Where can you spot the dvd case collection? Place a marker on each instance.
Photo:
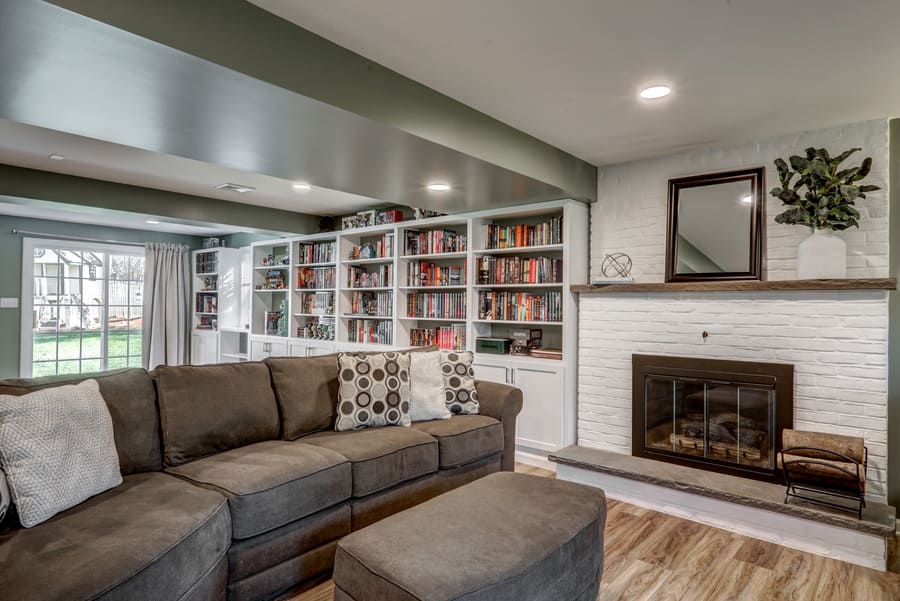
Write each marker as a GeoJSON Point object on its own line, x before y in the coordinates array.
{"type": "Point", "coordinates": [436, 305]}
{"type": "Point", "coordinates": [370, 331]}
{"type": "Point", "coordinates": [523, 235]}
{"type": "Point", "coordinates": [451, 337]}
{"type": "Point", "coordinates": [519, 306]}
{"type": "Point", "coordinates": [519, 270]}
{"type": "Point", "coordinates": [360, 277]}
{"type": "Point", "coordinates": [434, 242]}
{"type": "Point", "coordinates": [317, 252]}
{"type": "Point", "coordinates": [421, 273]}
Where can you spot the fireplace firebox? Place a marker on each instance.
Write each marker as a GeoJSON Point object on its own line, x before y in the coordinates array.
{"type": "Point", "coordinates": [724, 416]}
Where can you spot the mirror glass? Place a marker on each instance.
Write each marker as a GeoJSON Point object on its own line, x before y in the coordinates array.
{"type": "Point", "coordinates": [714, 227]}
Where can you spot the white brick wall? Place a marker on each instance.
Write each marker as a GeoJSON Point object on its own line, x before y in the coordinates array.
{"type": "Point", "coordinates": [837, 341]}
{"type": "Point", "coordinates": [630, 213]}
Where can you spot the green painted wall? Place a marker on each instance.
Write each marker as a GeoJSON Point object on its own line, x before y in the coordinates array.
{"type": "Point", "coordinates": [24, 183]}
{"type": "Point", "coordinates": [894, 318]}
{"type": "Point", "coordinates": [247, 39]}
{"type": "Point", "coordinates": [11, 270]}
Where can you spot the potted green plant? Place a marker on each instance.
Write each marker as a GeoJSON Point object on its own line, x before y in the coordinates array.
{"type": "Point", "coordinates": [822, 198]}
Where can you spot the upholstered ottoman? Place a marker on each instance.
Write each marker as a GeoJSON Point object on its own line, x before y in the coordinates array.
{"type": "Point", "coordinates": [505, 537]}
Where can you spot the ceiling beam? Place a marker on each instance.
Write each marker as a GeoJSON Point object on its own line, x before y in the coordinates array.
{"type": "Point", "coordinates": [245, 38]}
{"type": "Point", "coordinates": [43, 186]}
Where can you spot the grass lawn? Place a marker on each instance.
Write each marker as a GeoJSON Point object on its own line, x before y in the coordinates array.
{"type": "Point", "coordinates": [124, 350]}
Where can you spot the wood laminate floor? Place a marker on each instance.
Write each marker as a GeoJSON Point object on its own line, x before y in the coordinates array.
{"type": "Point", "coordinates": [651, 556]}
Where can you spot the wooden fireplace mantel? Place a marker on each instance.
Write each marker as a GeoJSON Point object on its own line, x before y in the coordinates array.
{"type": "Point", "coordinates": [740, 286]}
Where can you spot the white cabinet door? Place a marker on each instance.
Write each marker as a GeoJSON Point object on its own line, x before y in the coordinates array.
{"type": "Point", "coordinates": [204, 348]}
{"type": "Point", "coordinates": [491, 373]}
{"type": "Point", "coordinates": [540, 424]}
{"type": "Point", "coordinates": [259, 350]}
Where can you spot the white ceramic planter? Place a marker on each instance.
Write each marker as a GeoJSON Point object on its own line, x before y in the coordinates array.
{"type": "Point", "coordinates": [822, 255]}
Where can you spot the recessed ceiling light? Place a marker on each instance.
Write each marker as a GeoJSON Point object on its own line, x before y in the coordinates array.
{"type": "Point", "coordinates": [235, 188]}
{"type": "Point", "coordinates": [654, 92]}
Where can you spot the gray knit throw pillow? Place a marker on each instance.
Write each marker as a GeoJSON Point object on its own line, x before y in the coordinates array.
{"type": "Point", "coordinates": [57, 449]}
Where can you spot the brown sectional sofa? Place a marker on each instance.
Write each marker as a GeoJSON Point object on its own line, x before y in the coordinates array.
{"type": "Point", "coordinates": [235, 484]}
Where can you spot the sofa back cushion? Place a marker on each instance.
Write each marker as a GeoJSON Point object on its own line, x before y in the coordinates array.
{"type": "Point", "coordinates": [131, 400]}
{"type": "Point", "coordinates": [207, 409]}
{"type": "Point", "coordinates": [307, 393]}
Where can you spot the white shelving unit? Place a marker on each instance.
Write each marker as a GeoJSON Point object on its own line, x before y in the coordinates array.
{"type": "Point", "coordinates": [215, 274]}
{"type": "Point", "coordinates": [548, 420]}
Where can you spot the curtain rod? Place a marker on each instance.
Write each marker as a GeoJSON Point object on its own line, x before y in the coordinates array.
{"type": "Point", "coordinates": [76, 238]}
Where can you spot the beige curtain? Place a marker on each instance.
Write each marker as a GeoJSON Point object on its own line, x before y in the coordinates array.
{"type": "Point", "coordinates": [166, 305]}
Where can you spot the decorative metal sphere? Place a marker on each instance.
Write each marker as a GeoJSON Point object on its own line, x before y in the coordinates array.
{"type": "Point", "coordinates": [616, 265]}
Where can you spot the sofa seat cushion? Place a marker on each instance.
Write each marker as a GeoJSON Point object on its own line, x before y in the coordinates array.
{"type": "Point", "coordinates": [381, 457]}
{"type": "Point", "coordinates": [152, 537]}
{"type": "Point", "coordinates": [272, 483]}
{"type": "Point", "coordinates": [463, 439]}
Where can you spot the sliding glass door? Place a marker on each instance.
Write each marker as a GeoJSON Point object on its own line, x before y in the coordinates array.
{"type": "Point", "coordinates": [81, 307]}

◇ ◇ ◇ ◇ ◇

# Your objective
Quote, word for word, every line starting at the one that contains "Where can you spot the decorative" and ending with the final line of the entries.

# Reply to the exercise
Where can you spot the decorative metal sphere? Place a marker on each instance.
Write each marker as a GeoJSON Point object on its own line, x before y in the coordinates array.
{"type": "Point", "coordinates": [616, 265]}
Where can you spot the sofa seat cushion? Place a marker on each instance.
Write each marker as a GeoJSON Point object on its own line, x before y in the coordinates array.
{"type": "Point", "coordinates": [381, 457]}
{"type": "Point", "coordinates": [152, 537]}
{"type": "Point", "coordinates": [272, 483]}
{"type": "Point", "coordinates": [463, 439]}
Where can you spot the sliding glass door? Place a marker on each instance.
Write each marker as a GeoJSON Point object on its own line, x before y in the coordinates array.
{"type": "Point", "coordinates": [81, 307]}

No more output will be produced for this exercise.